_Task requirements_
a. Decide whether each statement below agrees with the passage about the ambassadors in Moscow, answering yes or no and quoting the words of the passage that settle it: (i) the French and UK ambassadors are said to have been summoned by Lavrov; (ii) the UK Foreign Office confirmed that its ambassador had been summoned; (iii) Mercouris notes that the Corporate media have covered the story extensively.
b. Pick up the passage about the ambassadors in Moscow after its final sentence and carry it forward.

_Passage shown_

      While this site can never condone profanity, the sitch is indeed fucking scary. And off the fucking scale offensive.

      Phil x

  2. I understand that French and UK ambassadors in Moscow were summoned for a dressing down by Lavrov and warned their countries risk being viewed as co belligerents – with all the attendant risks of being attacked themselves.

    • The fact that it is only possible to “understand” that the ambassadors were summoned for a dressing down underscores the level of control of the narrative within the Western Corporate media propaganda model.

      Here’s Sky parroting The Official Narrative (TON) line from the UK Foreign Office: “The UK’s Foreign Office, however, contested the claim saying the ambassador had not been “summoned” but he had just taken part in a diplomatic meeting with ministry officials.”

      You have to search outside of the Corporate media bubble to find any serious analysis and comment as to what actually took place over the last few days in order to fully grasp the seriousness of the situation:

      As Mercouris points out here the Corporate media have barely covered this story and its implications.

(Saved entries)
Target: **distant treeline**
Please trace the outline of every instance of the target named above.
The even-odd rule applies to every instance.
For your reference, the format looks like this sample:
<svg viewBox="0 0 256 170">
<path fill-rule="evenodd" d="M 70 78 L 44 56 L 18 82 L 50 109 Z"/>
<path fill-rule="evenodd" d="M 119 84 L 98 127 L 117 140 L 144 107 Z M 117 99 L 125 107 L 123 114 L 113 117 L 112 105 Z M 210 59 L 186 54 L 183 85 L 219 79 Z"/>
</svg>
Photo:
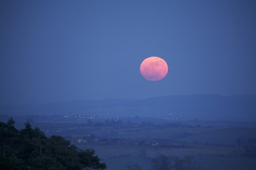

_Task-by-task results_
a.
(i) Yes: "French and UK ambassadors in Moscow were summoned for a dressing down by Lavrov"
(ii) No: "contested the claim saying the ambassador had not been “summoned”"
(iii) No: "the Corporate media have barely covered this story and its implications"

b.
      Implications underlined not just by the inevitable Russian response – tactical nuclear drills in the Southern Army Sector and the reported dressing down – but of related Statements by very senior sources within the Russian elite (Medvedev): “None of them will be able to hide either on Capitol Hill, or in the Elysee Palace, or on Downing Street 10. A world catastrophe will happen.” Underscoring the ultimatum that any attacks by Western weapons on Russia will be met with strikes on Western military bases not just in Ukraine but outside.

      Thankfully, it appears that the message from the Russians calling the bluff of the Western elites has had the desired effect of getting the Western elite to at least temporarily back off.

  3. I think what’s interesting is that the UK Govt chose not to make much of it – it could have been used to further the dominant narrative of bad bullying Russia by spinning it as a provocative outrage that the West would stare down. Suggests to me the UK govt was caught unprepared for this response from Russia.

    • Let’s face it – the UK government would be caught unprepared for the sun rising tomorrow.

      Let’s see if the idiots retain any sense of self- (and our) preservation, or not. Going by their previous record, I’m not hopeful. Maybe the money men will step in.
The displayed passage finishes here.